Consegna:
Nel passo dell'estratto che va da "Ma se si sostituisce" fino a "differenziate per zone.", sostituisci "perizia giurata" con "autocertificazione" e riscrivi il passo così modificato.

Estratto del testo:
+---+

Ma se si sostituisce al permesso di costruire una "perizia giurata", la deregulation sarà totale! :-)

p.s.
Cos'è già quella schifezza nella illustrazione?

Pietro Pagliardini ha detto...

La perizia giurata ho l'impressione che altro non sia che una DIA, in vigore ormai da una vita in molte regioni compresa la Toscana. L'unica preoccupazione che ho è, visti i risultati, che non essendoci più commissione edilizia, non esiste più un controllo sulla qualità del progetto, un motivo in più per fare "regole" urbanistiche, tipologiche e morfologiche differenziate per zone.
L'altro timore è che, con il caos normativo e vincolistico, ogni DIA sia un terno al lotto.
Quanto all'aumento di superficie in caso di demolizione mi sembra, in generale, una cosa buona, visto che le città devono crescere al proprio interno e non all'esterno. Poi il problema è come verrà utilizzato questo strumento.
Semmai dubbi ci sono sul così detto "atterraggio", cioè il trasferimento di volumi in altre zone. Di questi argomenti si occupa in verità anche il PRG di Arezzo, in formazione. Comune di centro-sinistra. Perché se la fa il governo è cementificazione e se lo fa un comune la stessa proposta è virtuosa? Bah!

Il quadro che mostro è il nuovo quartiere della Bovisa a Milano di Rem Koolhaas. In effetti qui si vede un "atterraggio" di Unidentified Flying Objects (UFO per gli amici).

Puoi avere qualche notizia in più sul blog Bovisiani.

Ciao
Pietro

Salvatore D'Agostino ha detto...

Pietro,
perché no? Se il clima è propenso al dialogo.
Mi permetto di correggere questa tua riflessione: «Certamente qui siamo in presenza di due visioni opposte della società che si scontrano tra loro: una più relativista che tende a non scegliere giudicando ogni esperienza valida in sé stessa, per il fatto stesso che essa accade, e ad adattarsi a ciò che accade; l’altra invece che attribuisce importanza ad una scala di valori, che fissa delle priorità e ritiene che l’uomo possieda le risorse intellettuali e la volontà per ottenere il risultato sperato.»
Con: “Una visione pedestre, intesa nei due sensi del suo significato, che tende a scegliere osservando ogni esperienza valida in se stessa, per il fatto stesso che essa accade, e a svilupparsi su ciò che accade.”
Secondo Habitat, un’agenzia delle Nazioni Unite un miliardo di persone vive negli slum.
Nello slum di Dharavi nel cuore di Mumbai in India (recentemente balzato alla cronaca per il film The Millionaire) quando le autorità cittadine hanno annunciato il progetto per raderlo al suolo e costruire un nuovo quartiere è iniziata una violenta opposizione da parte dei suoi abitanti.

+---+

Dati forniti:
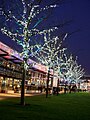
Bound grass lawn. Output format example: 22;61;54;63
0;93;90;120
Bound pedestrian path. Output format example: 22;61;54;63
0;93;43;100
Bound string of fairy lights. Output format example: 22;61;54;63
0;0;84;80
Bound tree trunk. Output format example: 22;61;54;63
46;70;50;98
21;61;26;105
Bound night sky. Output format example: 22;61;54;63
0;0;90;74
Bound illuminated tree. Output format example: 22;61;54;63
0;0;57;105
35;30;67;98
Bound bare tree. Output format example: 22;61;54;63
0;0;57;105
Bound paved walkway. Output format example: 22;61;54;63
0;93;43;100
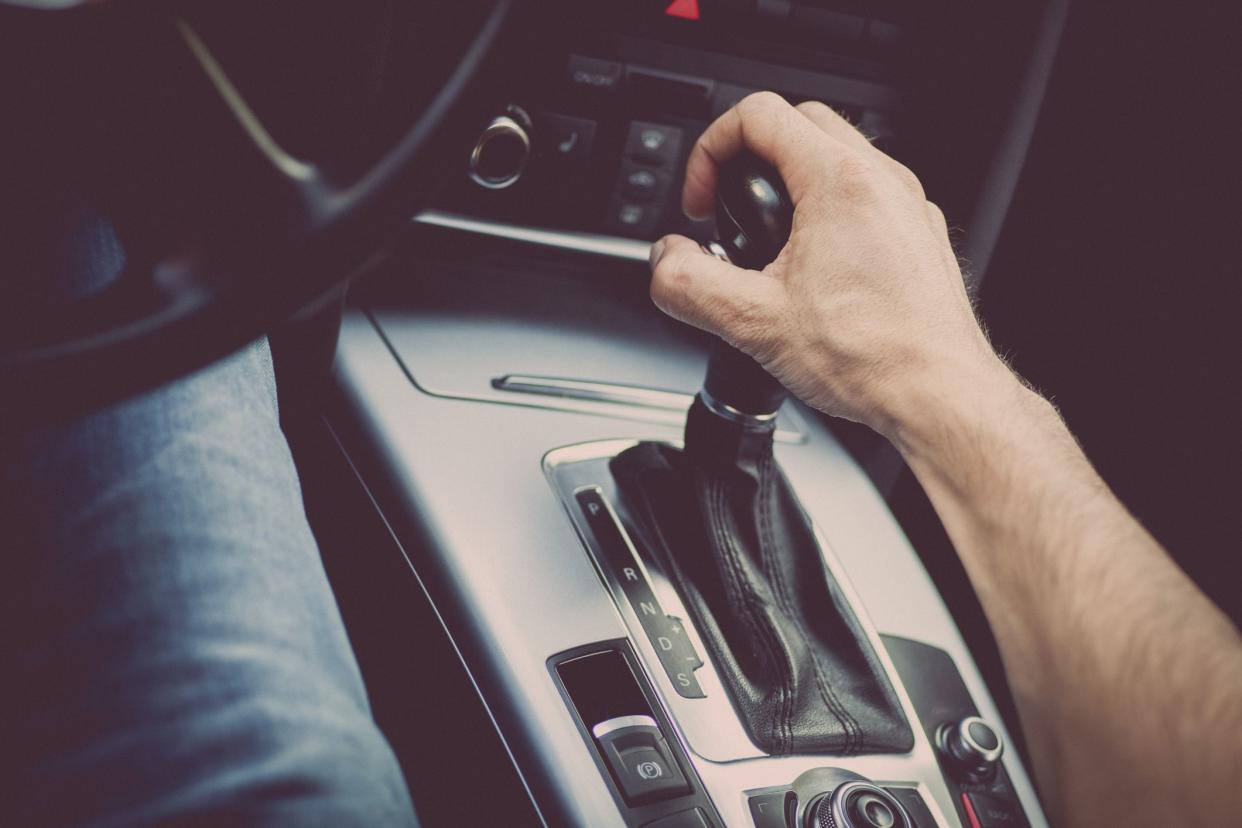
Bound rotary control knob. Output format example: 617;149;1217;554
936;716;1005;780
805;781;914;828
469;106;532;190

+---+

Soluzione:
Ma se si sostituisce al permesso di costruire una "autocertificazione", la deregulation sarà totale! :-)

p.s.
Cos'è già quella schifezza nella illustrazione?

Pietro Pagliardini ha detto...

La autocertificazione ho l'impressione che altro non sia che una DIA, in vigore ormai da una vita in molte regioni compresa la Toscana. L'unica preoccupazione che ho è, visti i risultati, che non essendoci più commissione edilizia, non esiste più un controllo sulla qualità del progetto, un motivo in più per fare "regole" urbanistiche, tipologiche e morfologiche differenziate per zone.